=== AUFGABE ===
Gib aus dem Lesetext über die Benimmschrift des Erasmus die Stelle von „Leitlinien für ein“ bis „Lage entsprechend verhalten.“ wortgetreu wieder.

Leitlinien für ein zukünftiges Zusammenleben
Die im Jahre 1530 von Erasmus von Rotterdam herausgegebene Schrift De civilitate morum puerilium hat bis heute aus unterschiedlichen Gründen durchschlagenden Erfolg: 130 Auflagen bis ins 18.Jahrhundert, unzählige Übersetzungen, Pflichtlektüre in Schulen und demnächst Leitlinie für ein risikoarmes Zusammenleben. Die ursprüngliche Widmung an einen Fürstensohn mag man als Anspielung an die losen Sitten der Herrschenden verstehen, der formulierte Erziehungsgedanke orientiert sich aber an der Vorstellung, dass die zivilisatorischen Grundstrukturen vom Adel auszugehen haben, sich nach und nach von der abendländischen über die restliche Kultur ausbreiten sollen. Das Fußvolk soll sich dem Ernst der Lage entsprechend verhalten.
Dass übermäßiges, ungezügeltes Schlemmen und die Tischsitten eine tragende Rolle in der Unterrichtung guter Manieren spielen, mag man als Zeichen von Verfallserscheinungen interpretieren, die eine satte Gesellschaft unweigerlich überkommen, die dominierende Aussage jedoch ist bestimmt von dem Wunsch, affektives Verhalten im Sinne einer funktionstüchtigen Gemeinschaft zu kontrollieren, ein Regelwerk aufzustellen, das nicht nur den Heranwachsenden in seinem hemmungslosen Verhalten kontrolliert, ihn aus dem pubertären Gehabe in das Stadium eines verantwortungsvollen, gesunden Erwachsensein leitet. Honi soit qui mal y pense!

=== MATERIALÜBERSICHT ===
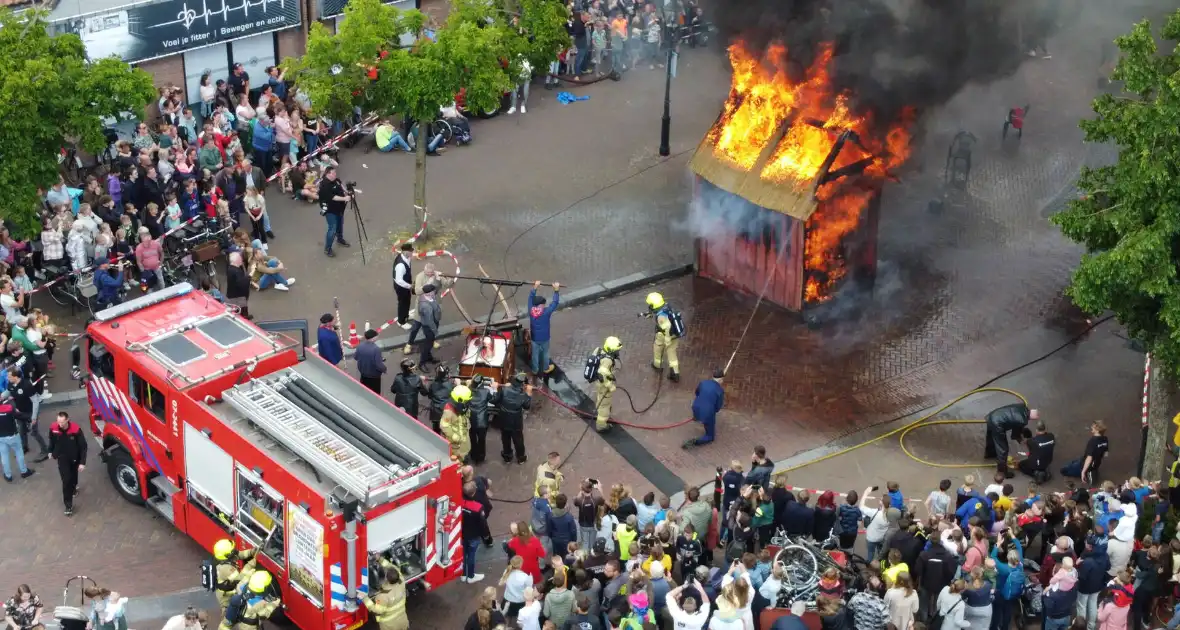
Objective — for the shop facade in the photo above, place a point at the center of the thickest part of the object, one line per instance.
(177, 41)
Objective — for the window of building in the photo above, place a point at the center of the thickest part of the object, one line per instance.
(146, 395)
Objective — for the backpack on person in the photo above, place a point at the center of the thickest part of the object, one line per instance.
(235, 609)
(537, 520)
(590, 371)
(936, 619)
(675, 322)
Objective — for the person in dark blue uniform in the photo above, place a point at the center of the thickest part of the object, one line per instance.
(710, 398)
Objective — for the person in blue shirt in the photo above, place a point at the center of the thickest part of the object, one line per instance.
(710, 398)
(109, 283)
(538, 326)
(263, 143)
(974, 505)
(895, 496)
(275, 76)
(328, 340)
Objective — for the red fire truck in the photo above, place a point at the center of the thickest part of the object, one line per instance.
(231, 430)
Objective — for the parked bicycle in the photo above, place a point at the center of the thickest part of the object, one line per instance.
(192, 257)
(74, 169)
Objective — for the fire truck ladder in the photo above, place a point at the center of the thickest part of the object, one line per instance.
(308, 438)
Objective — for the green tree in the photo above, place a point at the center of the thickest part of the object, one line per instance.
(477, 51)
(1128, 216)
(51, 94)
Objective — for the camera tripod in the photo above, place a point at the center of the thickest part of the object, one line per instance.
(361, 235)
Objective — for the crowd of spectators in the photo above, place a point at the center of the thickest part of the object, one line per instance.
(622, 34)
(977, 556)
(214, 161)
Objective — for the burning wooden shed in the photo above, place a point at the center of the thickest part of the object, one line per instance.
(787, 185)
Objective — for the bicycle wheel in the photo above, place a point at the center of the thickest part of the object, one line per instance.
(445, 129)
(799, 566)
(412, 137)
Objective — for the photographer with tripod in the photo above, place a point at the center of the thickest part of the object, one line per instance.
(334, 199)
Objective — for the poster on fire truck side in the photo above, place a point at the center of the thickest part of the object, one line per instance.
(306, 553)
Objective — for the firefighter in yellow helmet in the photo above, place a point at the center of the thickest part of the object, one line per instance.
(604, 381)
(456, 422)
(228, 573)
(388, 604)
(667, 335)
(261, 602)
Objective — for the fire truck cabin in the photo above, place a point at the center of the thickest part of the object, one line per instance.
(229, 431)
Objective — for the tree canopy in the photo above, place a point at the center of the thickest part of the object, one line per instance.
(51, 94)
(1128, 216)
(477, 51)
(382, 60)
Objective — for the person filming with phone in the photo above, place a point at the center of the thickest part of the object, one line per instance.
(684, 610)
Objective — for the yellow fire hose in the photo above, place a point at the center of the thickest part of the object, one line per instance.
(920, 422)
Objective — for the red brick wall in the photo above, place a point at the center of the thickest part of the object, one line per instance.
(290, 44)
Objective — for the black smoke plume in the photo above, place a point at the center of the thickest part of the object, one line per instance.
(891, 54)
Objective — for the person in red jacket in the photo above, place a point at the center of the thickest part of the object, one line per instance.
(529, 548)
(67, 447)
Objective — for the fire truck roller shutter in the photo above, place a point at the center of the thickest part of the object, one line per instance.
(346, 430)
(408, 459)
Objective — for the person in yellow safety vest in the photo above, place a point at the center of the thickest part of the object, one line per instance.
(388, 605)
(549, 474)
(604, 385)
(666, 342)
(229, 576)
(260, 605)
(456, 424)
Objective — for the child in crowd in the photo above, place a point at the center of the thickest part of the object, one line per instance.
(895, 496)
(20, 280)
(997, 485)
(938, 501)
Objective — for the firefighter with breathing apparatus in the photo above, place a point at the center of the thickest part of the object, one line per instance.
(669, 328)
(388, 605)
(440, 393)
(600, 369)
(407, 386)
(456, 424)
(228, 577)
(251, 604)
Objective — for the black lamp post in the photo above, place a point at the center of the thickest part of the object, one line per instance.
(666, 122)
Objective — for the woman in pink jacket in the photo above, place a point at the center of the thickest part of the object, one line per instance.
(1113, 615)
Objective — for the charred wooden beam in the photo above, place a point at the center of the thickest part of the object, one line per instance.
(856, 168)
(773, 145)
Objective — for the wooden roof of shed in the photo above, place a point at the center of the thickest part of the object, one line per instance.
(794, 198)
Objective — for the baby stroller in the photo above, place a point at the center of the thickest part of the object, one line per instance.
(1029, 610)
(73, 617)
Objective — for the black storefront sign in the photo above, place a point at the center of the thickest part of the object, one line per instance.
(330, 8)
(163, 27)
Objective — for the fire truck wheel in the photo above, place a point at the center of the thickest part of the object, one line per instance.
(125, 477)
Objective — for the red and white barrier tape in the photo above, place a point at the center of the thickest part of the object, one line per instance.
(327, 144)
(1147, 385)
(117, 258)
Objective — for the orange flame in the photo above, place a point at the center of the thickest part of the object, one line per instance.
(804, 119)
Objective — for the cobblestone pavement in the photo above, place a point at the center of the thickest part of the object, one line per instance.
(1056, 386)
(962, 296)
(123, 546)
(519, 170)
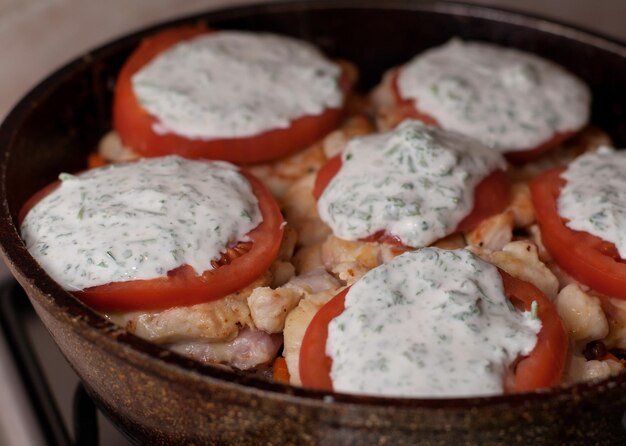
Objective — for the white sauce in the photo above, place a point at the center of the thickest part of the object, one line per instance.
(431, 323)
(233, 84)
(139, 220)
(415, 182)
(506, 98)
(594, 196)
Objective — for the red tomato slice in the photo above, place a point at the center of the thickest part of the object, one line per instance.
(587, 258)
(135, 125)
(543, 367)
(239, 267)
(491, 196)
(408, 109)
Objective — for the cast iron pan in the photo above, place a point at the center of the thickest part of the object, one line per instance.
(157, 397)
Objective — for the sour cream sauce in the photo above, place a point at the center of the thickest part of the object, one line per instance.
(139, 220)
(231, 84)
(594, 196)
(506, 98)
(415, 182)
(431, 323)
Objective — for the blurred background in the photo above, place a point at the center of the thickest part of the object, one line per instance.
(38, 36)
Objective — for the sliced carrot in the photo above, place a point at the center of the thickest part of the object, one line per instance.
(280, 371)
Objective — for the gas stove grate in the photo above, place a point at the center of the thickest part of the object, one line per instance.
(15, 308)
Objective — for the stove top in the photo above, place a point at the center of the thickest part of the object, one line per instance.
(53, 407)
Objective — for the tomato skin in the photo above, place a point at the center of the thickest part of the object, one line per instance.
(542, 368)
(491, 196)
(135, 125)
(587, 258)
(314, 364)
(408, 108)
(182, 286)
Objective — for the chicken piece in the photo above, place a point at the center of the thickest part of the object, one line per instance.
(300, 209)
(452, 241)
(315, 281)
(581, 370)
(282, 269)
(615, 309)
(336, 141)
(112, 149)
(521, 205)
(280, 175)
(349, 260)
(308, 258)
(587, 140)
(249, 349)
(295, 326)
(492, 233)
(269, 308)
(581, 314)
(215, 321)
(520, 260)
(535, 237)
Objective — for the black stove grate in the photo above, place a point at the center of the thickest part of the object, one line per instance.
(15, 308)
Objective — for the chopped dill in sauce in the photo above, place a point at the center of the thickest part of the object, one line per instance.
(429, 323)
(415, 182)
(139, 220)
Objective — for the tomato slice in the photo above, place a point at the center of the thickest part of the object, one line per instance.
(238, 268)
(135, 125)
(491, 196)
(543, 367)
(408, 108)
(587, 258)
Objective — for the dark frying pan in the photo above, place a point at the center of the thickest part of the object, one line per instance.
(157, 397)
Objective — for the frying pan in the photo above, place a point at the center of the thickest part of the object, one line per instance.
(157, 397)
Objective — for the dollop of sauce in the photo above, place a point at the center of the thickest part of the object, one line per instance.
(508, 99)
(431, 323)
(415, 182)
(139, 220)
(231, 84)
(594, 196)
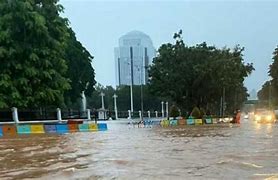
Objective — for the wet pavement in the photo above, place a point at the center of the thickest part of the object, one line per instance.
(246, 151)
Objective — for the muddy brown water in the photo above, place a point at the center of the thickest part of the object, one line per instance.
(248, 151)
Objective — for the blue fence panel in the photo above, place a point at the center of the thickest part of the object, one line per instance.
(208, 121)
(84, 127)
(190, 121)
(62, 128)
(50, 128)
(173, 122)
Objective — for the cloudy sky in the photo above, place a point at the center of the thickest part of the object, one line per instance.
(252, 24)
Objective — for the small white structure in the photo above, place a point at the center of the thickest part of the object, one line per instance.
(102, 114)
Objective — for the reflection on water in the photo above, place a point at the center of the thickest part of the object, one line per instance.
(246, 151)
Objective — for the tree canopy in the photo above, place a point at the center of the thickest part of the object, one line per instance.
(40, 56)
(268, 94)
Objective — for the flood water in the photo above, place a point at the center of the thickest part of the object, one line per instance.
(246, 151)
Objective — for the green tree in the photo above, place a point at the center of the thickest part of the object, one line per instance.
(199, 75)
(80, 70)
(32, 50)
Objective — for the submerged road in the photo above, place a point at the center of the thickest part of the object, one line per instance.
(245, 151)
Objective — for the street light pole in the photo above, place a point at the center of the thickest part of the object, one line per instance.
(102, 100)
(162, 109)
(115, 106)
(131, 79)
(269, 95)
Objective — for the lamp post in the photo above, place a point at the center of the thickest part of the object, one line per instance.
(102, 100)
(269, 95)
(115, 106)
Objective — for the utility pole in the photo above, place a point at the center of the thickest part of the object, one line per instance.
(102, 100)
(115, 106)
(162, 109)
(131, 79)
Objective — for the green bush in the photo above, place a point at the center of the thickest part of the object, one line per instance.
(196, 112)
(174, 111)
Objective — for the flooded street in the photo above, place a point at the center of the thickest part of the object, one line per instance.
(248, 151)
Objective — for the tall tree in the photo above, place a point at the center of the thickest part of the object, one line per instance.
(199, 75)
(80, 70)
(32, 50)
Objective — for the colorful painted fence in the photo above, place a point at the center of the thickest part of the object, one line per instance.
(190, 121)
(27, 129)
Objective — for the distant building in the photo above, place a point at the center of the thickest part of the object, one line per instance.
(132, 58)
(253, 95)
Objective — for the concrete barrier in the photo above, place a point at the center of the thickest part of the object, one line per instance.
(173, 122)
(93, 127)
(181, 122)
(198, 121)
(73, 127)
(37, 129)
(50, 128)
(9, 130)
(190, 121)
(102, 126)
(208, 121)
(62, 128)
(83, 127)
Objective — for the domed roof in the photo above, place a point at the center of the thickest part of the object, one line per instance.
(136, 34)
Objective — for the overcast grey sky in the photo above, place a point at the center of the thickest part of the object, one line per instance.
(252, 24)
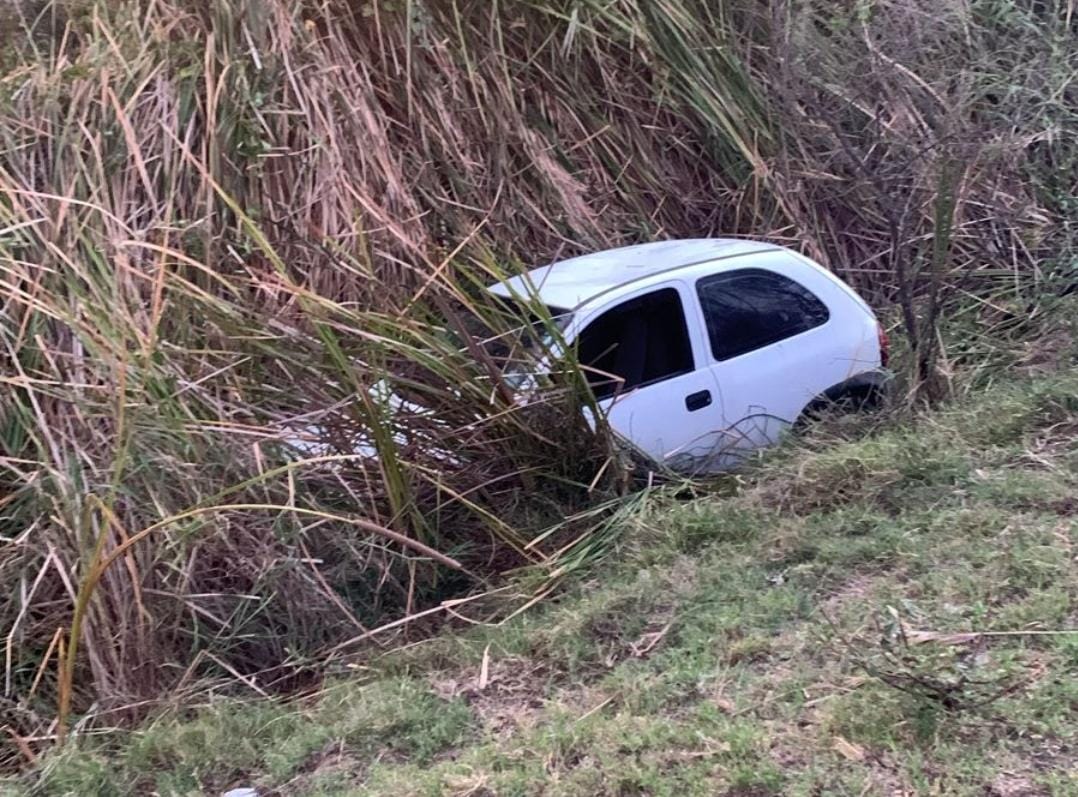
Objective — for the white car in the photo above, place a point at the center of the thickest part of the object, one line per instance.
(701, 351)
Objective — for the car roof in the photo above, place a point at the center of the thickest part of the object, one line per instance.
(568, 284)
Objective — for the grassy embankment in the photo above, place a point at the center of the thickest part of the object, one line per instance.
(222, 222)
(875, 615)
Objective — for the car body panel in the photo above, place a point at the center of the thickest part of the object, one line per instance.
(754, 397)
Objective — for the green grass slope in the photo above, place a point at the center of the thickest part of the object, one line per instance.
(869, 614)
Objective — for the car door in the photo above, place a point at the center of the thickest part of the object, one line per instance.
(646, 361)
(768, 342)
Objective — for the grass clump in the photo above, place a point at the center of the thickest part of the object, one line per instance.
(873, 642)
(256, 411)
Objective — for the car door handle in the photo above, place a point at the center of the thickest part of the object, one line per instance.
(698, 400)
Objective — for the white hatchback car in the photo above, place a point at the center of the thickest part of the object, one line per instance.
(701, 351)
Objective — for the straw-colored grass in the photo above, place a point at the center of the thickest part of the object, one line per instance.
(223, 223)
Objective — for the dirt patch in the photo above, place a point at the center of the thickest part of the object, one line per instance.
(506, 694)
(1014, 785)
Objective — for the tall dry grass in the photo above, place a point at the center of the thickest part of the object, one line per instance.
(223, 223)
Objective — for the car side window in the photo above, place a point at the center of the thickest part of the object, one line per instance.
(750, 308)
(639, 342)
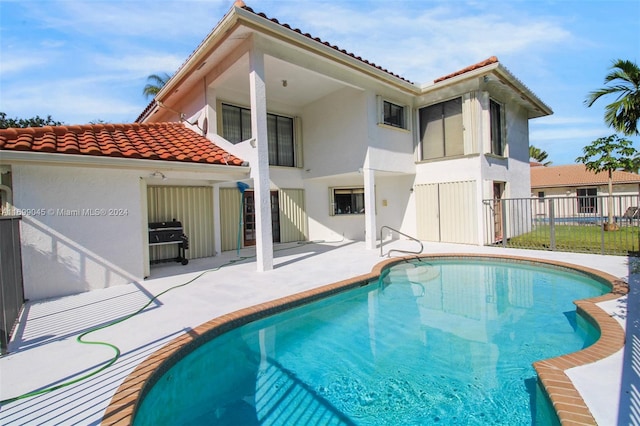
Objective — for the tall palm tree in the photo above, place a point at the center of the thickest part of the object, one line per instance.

=== LÖSUNG ===
Leitlinien für ein zukünftiges Zusammenleben
Die im Jahre 1530 von Erasmus von Rotterdam herausgegebene Schrift De civilitate morum puerilium hat bis heute aus unterschiedlichen Gründen durchschlagenden Erfolg: 130 Auflagen bis ins 18.Jahrhundert, unzählige Übersetzungen, Pflichtlektüre in Schulen und demnächst Leitlinie für ein risikoarmes Zusammenleben. Die ursprüngliche Widmung an einen Fürstensohn mag man als Anspielung an die losen Sitten der Herrschenden verstehen, der formulierte Erziehungsgedanke orientiert sich aber an der Vorstellung, dass die zivilisatorischen Grundstrukturen vom Adel auszugehen haben, sich nach und nach von der abendländischen über die restliche Kultur ausbreiten sollen. Das Fußvolk soll sich dem Ernst der Lage entsprechend verhalten.